_Required task_:
Output exactly the lines that run from the line with "the red stripe" to the end of the material, both ends included, and no other lines.

_Records provided_:
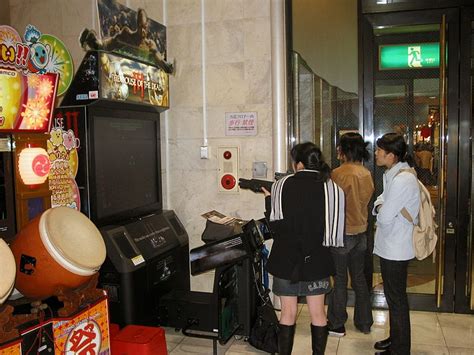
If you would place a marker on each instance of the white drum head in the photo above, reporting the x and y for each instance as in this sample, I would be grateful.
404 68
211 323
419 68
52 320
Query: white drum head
7 271
72 240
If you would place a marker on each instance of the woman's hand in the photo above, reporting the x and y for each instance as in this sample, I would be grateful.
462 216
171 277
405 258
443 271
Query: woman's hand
265 191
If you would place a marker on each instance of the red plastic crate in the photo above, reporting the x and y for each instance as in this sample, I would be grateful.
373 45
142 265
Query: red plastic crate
138 339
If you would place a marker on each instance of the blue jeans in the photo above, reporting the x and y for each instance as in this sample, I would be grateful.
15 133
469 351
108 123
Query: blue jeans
352 257
394 276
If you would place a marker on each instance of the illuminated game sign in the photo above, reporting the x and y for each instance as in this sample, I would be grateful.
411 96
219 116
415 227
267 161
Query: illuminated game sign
409 56
63 146
127 80
128 32
32 73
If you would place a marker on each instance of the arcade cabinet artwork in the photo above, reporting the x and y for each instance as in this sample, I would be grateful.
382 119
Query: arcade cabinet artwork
110 117
129 33
47 257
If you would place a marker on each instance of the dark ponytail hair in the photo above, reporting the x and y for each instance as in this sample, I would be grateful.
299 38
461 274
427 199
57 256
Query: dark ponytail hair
353 147
395 143
312 159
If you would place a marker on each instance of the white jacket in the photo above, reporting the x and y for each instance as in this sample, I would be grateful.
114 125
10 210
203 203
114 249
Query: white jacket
393 237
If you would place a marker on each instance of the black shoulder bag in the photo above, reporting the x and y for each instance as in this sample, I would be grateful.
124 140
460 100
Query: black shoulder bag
264 332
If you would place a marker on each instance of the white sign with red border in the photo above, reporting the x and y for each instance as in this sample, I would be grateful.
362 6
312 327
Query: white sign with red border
241 123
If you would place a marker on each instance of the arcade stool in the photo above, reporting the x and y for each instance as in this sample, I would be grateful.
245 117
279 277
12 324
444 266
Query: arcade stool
139 339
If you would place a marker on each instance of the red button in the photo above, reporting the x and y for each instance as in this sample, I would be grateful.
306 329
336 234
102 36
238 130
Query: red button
228 182
227 155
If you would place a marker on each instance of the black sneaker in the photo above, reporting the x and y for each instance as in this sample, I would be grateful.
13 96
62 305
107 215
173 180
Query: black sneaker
365 330
337 332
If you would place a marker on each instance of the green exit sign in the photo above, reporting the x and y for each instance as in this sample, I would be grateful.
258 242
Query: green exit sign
409 56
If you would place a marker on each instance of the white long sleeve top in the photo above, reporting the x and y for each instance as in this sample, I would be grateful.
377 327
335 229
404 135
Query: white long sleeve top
393 236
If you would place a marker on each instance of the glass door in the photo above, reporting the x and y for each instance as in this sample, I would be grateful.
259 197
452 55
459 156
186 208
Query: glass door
405 91
464 286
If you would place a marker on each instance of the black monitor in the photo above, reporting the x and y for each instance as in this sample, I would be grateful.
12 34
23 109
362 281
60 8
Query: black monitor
125 171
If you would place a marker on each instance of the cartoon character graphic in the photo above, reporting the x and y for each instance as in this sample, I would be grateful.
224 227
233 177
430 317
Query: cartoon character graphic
56 136
39 58
70 142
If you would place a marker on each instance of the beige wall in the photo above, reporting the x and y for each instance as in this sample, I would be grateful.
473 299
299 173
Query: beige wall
238 78
325 34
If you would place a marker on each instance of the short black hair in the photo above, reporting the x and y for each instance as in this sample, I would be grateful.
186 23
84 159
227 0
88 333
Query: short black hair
311 157
394 143
353 147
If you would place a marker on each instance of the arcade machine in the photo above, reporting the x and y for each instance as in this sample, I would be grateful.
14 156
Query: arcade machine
44 260
112 114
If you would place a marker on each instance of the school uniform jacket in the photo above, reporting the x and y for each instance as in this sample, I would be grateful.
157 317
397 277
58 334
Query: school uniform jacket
297 253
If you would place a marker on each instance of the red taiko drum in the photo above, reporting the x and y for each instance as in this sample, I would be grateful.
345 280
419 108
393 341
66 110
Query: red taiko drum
7 271
59 248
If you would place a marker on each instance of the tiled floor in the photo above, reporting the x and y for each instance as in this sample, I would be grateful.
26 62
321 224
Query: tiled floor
432 333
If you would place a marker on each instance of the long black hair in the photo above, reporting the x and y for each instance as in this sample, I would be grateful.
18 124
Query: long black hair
312 158
353 147
395 143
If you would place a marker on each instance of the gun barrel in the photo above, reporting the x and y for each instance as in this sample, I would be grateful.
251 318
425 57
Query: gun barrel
255 185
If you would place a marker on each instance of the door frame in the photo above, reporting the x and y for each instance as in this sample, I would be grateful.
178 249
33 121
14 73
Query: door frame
367 52
462 299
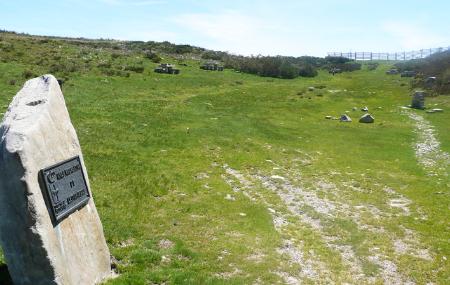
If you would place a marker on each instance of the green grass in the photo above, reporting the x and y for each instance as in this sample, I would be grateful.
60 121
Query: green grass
143 164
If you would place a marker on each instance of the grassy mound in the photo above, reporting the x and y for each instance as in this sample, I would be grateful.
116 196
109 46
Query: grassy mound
230 178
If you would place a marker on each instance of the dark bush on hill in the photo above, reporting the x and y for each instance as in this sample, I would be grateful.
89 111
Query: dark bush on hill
27 74
288 71
436 65
153 57
213 55
372 65
274 66
337 59
307 70
134 68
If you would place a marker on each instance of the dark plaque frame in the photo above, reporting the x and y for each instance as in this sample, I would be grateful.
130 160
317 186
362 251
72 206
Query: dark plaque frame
70 183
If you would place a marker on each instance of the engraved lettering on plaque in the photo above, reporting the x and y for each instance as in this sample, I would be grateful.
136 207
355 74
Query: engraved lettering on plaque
66 188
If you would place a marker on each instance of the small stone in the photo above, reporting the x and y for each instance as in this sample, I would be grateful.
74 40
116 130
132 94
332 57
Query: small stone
367 118
229 197
345 118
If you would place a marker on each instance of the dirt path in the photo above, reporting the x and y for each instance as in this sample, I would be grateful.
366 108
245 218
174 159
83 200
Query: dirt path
427 147
317 207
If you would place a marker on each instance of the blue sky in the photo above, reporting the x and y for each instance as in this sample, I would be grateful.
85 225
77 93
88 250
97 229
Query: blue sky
242 27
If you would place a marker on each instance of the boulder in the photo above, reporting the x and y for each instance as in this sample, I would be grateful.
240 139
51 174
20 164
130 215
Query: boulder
345 118
418 100
367 118
36 133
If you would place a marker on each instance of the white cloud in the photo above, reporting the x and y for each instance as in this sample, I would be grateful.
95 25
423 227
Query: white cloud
232 31
411 36
133 2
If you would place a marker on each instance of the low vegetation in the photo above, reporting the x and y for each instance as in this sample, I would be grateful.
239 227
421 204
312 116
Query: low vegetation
436 65
232 178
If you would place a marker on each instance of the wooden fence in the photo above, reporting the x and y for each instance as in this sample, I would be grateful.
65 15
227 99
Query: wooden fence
389 56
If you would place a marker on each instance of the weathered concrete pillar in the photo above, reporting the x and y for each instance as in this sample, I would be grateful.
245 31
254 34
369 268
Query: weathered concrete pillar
50 231
418 100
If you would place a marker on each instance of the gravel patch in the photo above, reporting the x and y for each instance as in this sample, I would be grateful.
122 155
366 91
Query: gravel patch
427 146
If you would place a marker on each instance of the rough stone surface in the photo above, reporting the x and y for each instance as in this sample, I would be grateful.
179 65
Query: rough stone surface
418 101
36 132
367 118
345 118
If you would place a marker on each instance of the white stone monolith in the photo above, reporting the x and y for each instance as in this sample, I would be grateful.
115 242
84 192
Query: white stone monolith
36 133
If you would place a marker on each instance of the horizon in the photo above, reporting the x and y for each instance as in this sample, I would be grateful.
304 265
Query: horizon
251 28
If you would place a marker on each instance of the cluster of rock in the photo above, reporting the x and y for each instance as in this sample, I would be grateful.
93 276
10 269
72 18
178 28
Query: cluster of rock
167 68
366 118
36 133
211 66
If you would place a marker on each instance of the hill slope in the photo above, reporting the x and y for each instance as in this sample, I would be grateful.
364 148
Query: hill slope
229 178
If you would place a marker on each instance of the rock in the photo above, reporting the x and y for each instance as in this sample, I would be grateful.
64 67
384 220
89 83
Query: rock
418 101
345 118
366 118
392 71
36 133
229 197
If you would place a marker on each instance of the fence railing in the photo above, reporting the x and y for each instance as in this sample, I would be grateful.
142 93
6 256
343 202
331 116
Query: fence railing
389 56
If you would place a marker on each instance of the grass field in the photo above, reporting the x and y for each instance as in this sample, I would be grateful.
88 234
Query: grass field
228 178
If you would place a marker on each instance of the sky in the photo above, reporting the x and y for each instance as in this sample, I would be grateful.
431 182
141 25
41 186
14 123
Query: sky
250 27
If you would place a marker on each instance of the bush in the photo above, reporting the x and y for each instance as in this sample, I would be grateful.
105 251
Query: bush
115 55
134 68
307 71
153 57
288 71
27 74
372 65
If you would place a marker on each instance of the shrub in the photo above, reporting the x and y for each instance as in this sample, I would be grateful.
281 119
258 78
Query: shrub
27 74
288 71
134 68
153 57
307 71
372 65
115 55
106 64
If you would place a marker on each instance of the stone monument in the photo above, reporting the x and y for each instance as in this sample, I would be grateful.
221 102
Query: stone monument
418 100
50 231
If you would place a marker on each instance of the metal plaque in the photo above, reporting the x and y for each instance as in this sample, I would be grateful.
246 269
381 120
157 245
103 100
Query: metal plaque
66 187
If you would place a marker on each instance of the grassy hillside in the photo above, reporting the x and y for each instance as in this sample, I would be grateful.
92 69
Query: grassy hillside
229 178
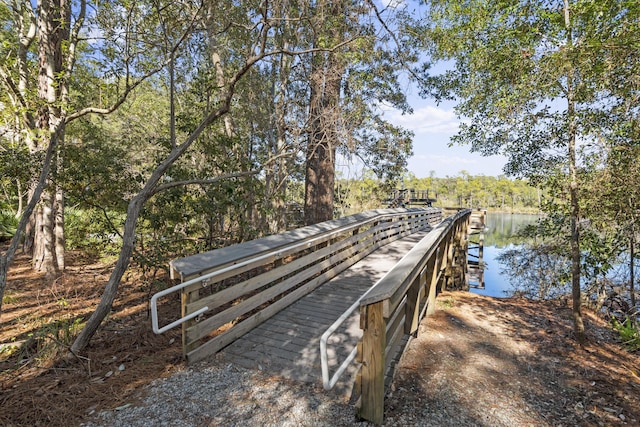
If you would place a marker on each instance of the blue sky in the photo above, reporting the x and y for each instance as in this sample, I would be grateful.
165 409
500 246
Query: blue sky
433 126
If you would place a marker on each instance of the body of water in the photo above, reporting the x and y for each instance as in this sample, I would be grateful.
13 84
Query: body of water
499 234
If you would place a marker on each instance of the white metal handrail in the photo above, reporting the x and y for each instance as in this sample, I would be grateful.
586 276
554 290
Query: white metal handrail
329 383
206 277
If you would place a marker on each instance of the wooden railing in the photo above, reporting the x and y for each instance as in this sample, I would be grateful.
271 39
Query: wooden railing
392 310
245 284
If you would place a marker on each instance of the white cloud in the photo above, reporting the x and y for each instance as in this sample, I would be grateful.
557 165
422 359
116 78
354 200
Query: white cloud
428 119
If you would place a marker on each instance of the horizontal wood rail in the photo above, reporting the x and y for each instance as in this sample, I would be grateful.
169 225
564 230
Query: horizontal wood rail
392 310
245 284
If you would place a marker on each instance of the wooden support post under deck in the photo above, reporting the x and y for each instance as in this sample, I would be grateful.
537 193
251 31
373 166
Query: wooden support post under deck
187 297
414 295
374 342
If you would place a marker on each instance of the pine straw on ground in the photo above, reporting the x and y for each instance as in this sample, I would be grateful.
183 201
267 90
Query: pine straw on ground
524 349
514 362
39 384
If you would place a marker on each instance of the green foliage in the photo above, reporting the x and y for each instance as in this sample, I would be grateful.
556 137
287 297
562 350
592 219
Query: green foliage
628 331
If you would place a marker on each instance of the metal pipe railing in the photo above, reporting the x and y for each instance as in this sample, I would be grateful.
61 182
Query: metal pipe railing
329 383
206 277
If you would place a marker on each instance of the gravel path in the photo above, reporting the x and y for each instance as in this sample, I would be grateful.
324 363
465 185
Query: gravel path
230 396
478 361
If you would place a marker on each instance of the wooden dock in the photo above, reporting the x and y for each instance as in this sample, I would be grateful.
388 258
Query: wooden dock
267 303
288 343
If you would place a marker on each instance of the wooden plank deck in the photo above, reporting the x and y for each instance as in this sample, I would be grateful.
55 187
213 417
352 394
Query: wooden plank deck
288 344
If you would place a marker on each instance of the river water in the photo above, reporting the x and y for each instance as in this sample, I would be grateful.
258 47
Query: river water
500 233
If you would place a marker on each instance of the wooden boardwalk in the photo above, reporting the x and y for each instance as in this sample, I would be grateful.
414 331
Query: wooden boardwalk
287 344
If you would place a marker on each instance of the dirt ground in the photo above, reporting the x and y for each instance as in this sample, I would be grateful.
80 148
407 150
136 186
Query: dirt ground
472 344
486 361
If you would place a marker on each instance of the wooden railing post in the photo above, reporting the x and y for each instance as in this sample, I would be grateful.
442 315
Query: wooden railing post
374 341
433 268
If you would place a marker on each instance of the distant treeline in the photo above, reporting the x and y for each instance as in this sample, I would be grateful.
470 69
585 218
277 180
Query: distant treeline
463 190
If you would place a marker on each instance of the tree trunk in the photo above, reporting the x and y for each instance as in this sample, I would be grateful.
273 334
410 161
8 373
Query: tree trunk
573 194
326 81
632 276
53 31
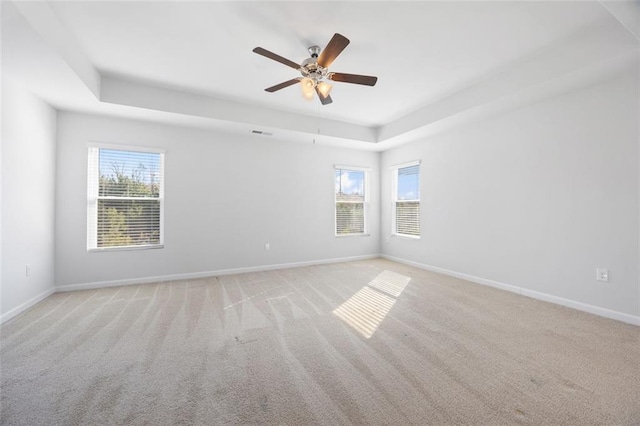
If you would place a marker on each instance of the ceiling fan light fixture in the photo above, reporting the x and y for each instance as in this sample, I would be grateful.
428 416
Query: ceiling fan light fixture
308 87
324 88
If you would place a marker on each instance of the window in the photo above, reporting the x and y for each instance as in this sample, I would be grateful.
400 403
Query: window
125 197
352 200
406 200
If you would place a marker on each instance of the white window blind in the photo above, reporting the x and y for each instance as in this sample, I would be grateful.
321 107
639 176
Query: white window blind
406 200
125 198
351 188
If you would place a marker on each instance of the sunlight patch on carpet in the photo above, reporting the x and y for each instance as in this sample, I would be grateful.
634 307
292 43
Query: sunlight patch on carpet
365 310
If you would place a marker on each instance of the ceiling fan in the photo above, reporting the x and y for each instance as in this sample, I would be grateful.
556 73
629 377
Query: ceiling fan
315 70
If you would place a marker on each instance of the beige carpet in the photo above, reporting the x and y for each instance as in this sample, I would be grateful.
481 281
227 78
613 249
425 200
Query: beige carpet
368 342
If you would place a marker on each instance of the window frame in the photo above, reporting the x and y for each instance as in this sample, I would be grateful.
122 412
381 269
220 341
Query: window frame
92 191
394 199
365 204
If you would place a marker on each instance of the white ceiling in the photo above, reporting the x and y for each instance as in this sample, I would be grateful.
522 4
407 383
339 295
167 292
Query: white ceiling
424 53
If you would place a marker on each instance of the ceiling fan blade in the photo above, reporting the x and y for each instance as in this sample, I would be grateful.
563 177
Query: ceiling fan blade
325 100
282 85
336 45
365 80
277 58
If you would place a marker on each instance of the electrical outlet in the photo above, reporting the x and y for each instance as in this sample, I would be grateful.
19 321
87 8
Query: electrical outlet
602 274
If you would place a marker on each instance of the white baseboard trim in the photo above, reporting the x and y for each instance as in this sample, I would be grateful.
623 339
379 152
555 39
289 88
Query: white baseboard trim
205 274
596 310
26 305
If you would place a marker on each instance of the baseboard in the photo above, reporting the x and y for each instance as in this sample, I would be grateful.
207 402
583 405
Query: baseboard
596 310
26 305
205 274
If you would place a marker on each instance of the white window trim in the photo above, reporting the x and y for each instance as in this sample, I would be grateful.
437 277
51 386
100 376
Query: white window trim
92 195
367 200
394 197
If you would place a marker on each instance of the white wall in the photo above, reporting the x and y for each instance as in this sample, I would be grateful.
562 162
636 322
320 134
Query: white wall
536 198
28 198
226 196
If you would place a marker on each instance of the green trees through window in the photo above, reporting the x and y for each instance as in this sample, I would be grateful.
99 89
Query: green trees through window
128 205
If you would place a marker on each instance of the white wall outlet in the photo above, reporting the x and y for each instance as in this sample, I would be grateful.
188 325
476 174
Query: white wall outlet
602 274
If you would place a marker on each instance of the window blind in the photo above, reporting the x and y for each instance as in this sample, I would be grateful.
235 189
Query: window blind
407 200
125 198
350 201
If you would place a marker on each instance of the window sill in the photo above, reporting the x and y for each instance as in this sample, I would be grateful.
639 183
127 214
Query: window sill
125 248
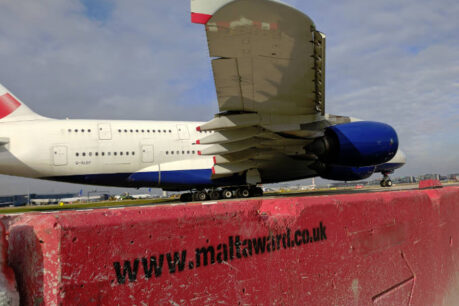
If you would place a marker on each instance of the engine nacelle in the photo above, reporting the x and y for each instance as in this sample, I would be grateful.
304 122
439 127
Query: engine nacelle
357 144
345 173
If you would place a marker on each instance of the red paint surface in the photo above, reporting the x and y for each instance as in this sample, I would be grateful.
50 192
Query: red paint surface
200 18
429 183
8 104
388 248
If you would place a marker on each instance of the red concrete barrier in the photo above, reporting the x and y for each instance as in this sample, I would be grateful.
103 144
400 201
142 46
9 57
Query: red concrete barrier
429 183
388 248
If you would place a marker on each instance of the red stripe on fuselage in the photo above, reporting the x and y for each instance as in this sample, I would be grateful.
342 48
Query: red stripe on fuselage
200 18
8 104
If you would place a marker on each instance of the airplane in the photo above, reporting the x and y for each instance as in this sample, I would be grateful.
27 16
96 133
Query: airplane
268 64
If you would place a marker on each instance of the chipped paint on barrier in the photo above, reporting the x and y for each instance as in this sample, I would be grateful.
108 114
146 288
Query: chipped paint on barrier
340 249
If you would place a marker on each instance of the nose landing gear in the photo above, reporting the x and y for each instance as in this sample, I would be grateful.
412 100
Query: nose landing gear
225 193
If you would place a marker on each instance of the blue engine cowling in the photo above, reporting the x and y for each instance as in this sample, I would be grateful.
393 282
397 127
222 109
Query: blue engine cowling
356 144
346 173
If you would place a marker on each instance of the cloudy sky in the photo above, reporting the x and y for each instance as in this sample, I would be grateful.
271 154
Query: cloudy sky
387 60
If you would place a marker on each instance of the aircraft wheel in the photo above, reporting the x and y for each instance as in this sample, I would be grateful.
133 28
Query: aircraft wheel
243 192
186 197
257 192
214 195
201 196
227 194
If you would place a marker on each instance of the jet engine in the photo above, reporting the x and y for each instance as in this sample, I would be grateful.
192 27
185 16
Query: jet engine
356 144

_Completed task_:
If you would place a marker on each instance of the red stripe on fuselage in the photo above, reporting the x and y for each instance as in this sample, I would be grateful.
342 48
Query: red stripe on fuselage
200 18
8 104
If you would place a marker on each instance of the airplane in the photo above, reporting the x and y for each instance as in this sample, I would be grateful.
27 16
96 133
Query: airplane
268 64
If you would place a marker on each instance of the chipped paint on barrier in the photo above, reporting the x and y for each instance as in this sample, I would be grateful.
108 114
146 288
Query: chipped paint on barrier
340 249
If you would place a marker on each instance of the nose landing gear in the photo above, reporting the x and y for each instance as in this sample, I would be grateful.
412 100
Query: nose landing gear
225 193
If you would place a marker on each instance of the blue engine cowling in the photo above, reporting the x and y for each instance as in this sample, I would be grateful.
393 282
397 127
222 109
Query: blue engine cowling
356 144
346 173
If you would place a marker on each instance of the cloudy sky in the photo above, reporting the x and y for each instance as in this sample, I would be grateful.
271 154
Query: cloudy sky
387 60
If you would place a marker on each instance of the aircraft wheel in the photo above, reporting the x and y for each instance as in this sample, I would be grateful.
133 28
Query: aircraft wheel
243 192
186 197
257 192
214 195
201 196
227 194
If you would place a marker on each instance of the jet engine in the photo above, reporting the x and y for each instance as in this sample, I would be grateful.
192 27
185 16
Query: jet engine
356 144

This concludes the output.